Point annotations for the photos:
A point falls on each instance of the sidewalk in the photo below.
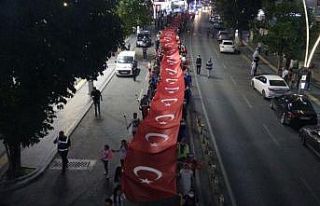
(40, 155)
(270, 62)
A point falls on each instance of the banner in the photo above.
(150, 164)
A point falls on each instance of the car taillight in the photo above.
(291, 115)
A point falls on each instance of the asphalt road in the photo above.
(264, 161)
(88, 186)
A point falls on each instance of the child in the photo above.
(106, 157)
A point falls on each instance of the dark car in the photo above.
(143, 39)
(310, 136)
(294, 110)
(223, 35)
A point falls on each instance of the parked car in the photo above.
(126, 63)
(223, 35)
(228, 46)
(294, 110)
(270, 85)
(310, 136)
(143, 39)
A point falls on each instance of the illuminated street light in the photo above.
(307, 29)
(312, 51)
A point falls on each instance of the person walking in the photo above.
(144, 106)
(134, 123)
(96, 97)
(118, 197)
(186, 175)
(308, 78)
(144, 52)
(198, 64)
(209, 67)
(106, 157)
(285, 73)
(123, 151)
(254, 67)
(64, 144)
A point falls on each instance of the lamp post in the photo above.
(307, 30)
(308, 57)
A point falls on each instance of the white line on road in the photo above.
(146, 77)
(140, 94)
(224, 173)
(304, 182)
(224, 66)
(271, 135)
(247, 101)
(233, 81)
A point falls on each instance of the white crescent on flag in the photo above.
(168, 102)
(154, 144)
(171, 81)
(137, 169)
(165, 116)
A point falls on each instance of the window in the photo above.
(302, 104)
(125, 59)
(228, 43)
(279, 83)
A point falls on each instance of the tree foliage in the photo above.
(134, 13)
(238, 13)
(45, 45)
(286, 32)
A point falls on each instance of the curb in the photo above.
(20, 182)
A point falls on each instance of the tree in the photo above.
(134, 13)
(286, 30)
(238, 13)
(45, 45)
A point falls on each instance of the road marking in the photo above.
(271, 135)
(140, 95)
(146, 77)
(224, 66)
(233, 81)
(304, 182)
(246, 58)
(314, 99)
(247, 101)
(80, 84)
(223, 170)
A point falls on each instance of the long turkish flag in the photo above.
(149, 177)
(150, 164)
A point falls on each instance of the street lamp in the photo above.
(307, 29)
(307, 60)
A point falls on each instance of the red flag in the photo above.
(149, 177)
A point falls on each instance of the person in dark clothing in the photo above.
(64, 144)
(96, 97)
(198, 64)
(134, 124)
(144, 106)
(117, 175)
(187, 79)
(209, 66)
(308, 78)
(144, 51)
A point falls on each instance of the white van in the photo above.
(126, 63)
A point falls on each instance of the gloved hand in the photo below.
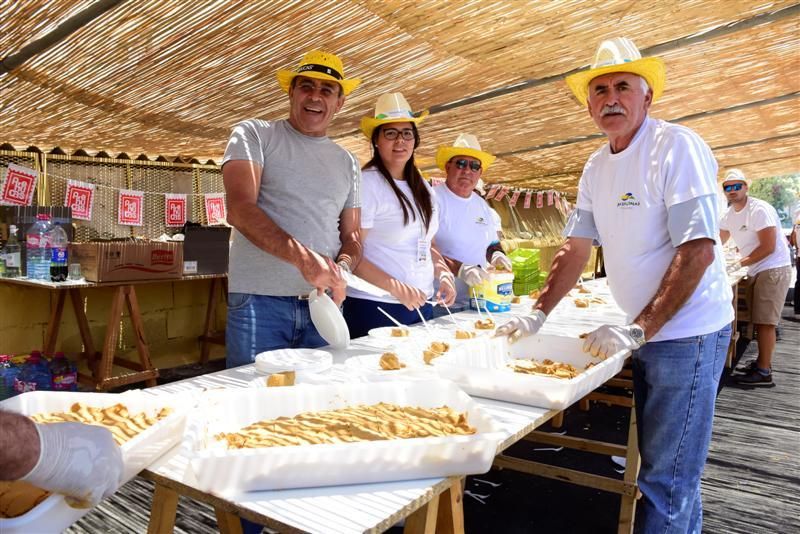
(521, 326)
(472, 275)
(501, 261)
(79, 461)
(447, 288)
(608, 340)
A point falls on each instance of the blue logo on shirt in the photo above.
(627, 201)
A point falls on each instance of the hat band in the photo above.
(319, 68)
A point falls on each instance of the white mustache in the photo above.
(616, 108)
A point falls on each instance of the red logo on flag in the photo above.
(176, 210)
(215, 208)
(18, 186)
(79, 197)
(130, 207)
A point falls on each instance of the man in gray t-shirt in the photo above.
(293, 200)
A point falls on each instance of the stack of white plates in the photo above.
(301, 361)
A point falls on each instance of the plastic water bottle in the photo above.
(8, 372)
(64, 375)
(38, 249)
(34, 376)
(13, 254)
(57, 238)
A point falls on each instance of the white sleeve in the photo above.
(760, 218)
(689, 167)
(693, 219)
(370, 200)
(498, 223)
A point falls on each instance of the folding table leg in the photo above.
(227, 522)
(162, 513)
(423, 521)
(627, 509)
(55, 323)
(450, 518)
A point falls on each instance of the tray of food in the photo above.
(144, 426)
(543, 370)
(279, 438)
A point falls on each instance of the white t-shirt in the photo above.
(629, 195)
(467, 226)
(744, 226)
(390, 245)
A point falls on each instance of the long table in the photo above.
(427, 505)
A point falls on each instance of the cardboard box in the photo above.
(121, 261)
(206, 249)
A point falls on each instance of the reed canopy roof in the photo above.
(172, 78)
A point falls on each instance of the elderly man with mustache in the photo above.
(649, 197)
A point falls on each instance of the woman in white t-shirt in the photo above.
(399, 218)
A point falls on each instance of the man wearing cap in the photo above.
(468, 235)
(756, 230)
(293, 200)
(649, 197)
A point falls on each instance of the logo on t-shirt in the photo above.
(627, 201)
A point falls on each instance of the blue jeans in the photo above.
(362, 315)
(675, 387)
(257, 323)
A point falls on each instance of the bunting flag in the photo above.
(18, 186)
(130, 207)
(501, 193)
(174, 209)
(80, 197)
(215, 208)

**Problem description**
Change every "photo" in the records to "image" and give all the lines again with nothing else altered. Leave the pictures out of your answer.

**Final result**
A point falls on each instance of the sidewalk in the image below.
(40, 155)
(270, 62)
A point falls on each instance of the banner in the image above.
(150, 164)
A point falls on each instance of the car taillight in the image above.
(291, 115)
A point falls on each instance of the asphalt road in the image above.
(264, 161)
(88, 186)
A point falls on each instance of the child in the image above.
(106, 157)
A point falls on each instance of the dark car in the image above.
(143, 39)
(310, 136)
(294, 110)
(223, 35)
A point falls on each instance of the parked car in the image above.
(126, 63)
(223, 35)
(228, 46)
(294, 110)
(270, 85)
(310, 136)
(143, 39)
A point falls on each instance of the illuminated street light in the image above.
(307, 29)
(312, 51)
A point falls on each instance of the person walking in the image above.
(144, 106)
(134, 123)
(96, 97)
(118, 197)
(186, 175)
(308, 78)
(144, 52)
(198, 64)
(209, 67)
(106, 157)
(285, 73)
(123, 151)
(254, 67)
(64, 144)
A point falls on each instance of the lamp post in the image above.
(307, 30)
(308, 57)
A point falls on each instance of the white line on road in the image above.
(146, 77)
(140, 94)
(224, 173)
(304, 182)
(224, 66)
(271, 135)
(247, 101)
(233, 81)
A point falls on each instance of the white crescent on flag in the image above.
(168, 102)
(154, 144)
(171, 81)
(137, 169)
(165, 116)
A point falls on each instance of the window in the image above.
(302, 104)
(125, 59)
(228, 43)
(279, 83)
A point falls on each instance of the tree foliage in the image above.
(134, 13)
(238, 13)
(45, 45)
(286, 32)
A point falls on each instance of the curb in the image above.
(20, 182)
A point falls on each instance of the tree in the image above.
(134, 13)
(286, 30)
(238, 13)
(45, 45)
A point falls on each instance of the road marking in the image above.
(271, 135)
(140, 95)
(146, 77)
(224, 66)
(233, 81)
(304, 182)
(246, 58)
(314, 99)
(247, 101)
(80, 84)
(223, 170)
A point falls on each instance of the long turkish flag in the image above.
(149, 177)
(150, 164)
A point falls on each instance of the street lamp in the image above.
(307, 29)
(307, 60)
A point falls on each instance of the red flag in the image above.
(149, 177)
A point falls on each instance of the person in dark clothing in the image above.
(64, 144)
(96, 97)
(198, 64)
(134, 124)
(144, 106)
(117, 175)
(187, 79)
(209, 66)
(308, 78)
(144, 51)
A point falls on each instance of the white van in the image above.
(126, 63)
A point falls on each instance of the gloved hand in the image below.
(521, 326)
(472, 275)
(501, 261)
(79, 461)
(447, 288)
(608, 340)
A point falls on each instance of the blue logo on shirt in the image above.
(627, 201)
A point falls on each instance of the hat band in the image above.
(319, 68)
A point falls on each instance of the white mustache in the image above.
(616, 108)
A point falls on each instance of the red logo on flag in the image above.
(176, 210)
(215, 208)
(18, 186)
(79, 197)
(130, 207)
A point falls on each instance of the man in gray t-shirt in the image above.
(293, 200)
A point falls on each instance of the stack of white plates in the image above.
(301, 361)
A point falls on each instance of the plastic water bottle in the image above.
(8, 372)
(64, 375)
(38, 249)
(34, 376)
(13, 254)
(57, 238)
A point falls on each instance of the white sleeve in the image above.
(760, 218)
(689, 167)
(693, 219)
(370, 200)
(498, 223)
A point falls on each instance of the folding table leg in the image above.
(227, 522)
(162, 513)
(423, 521)
(627, 509)
(55, 323)
(450, 518)
A point falls on each instance of the tray of food in the image above.
(144, 426)
(543, 370)
(279, 438)
A point falls on each instance of the white t-shirt in the image above.
(629, 195)
(467, 226)
(744, 226)
(390, 245)
A point falls on each instance of the long table in the image above.
(427, 505)
A point falls on each instance of the cardboard box in the image above.
(121, 261)
(206, 249)
A point falls on each instance of the reed canopy roof in the image above.
(172, 78)
A point falls on each instance of the elderly man with mustache in the image above.
(649, 197)
A point falls on each instance of the woman in white t-shirt in the image above.
(399, 218)
A point falls on each instance of the man wearing cap in the image above.
(468, 235)
(756, 230)
(293, 200)
(649, 197)
A point falls on each instance of the logo on t-shirt in the image above.
(627, 201)
A point falls on each instance of the blue jeans in the image above.
(362, 315)
(675, 387)
(257, 323)
A point falls on each instance of the bunting flag in the image above.
(18, 186)
(130, 207)
(501, 193)
(174, 209)
(80, 197)
(215, 208)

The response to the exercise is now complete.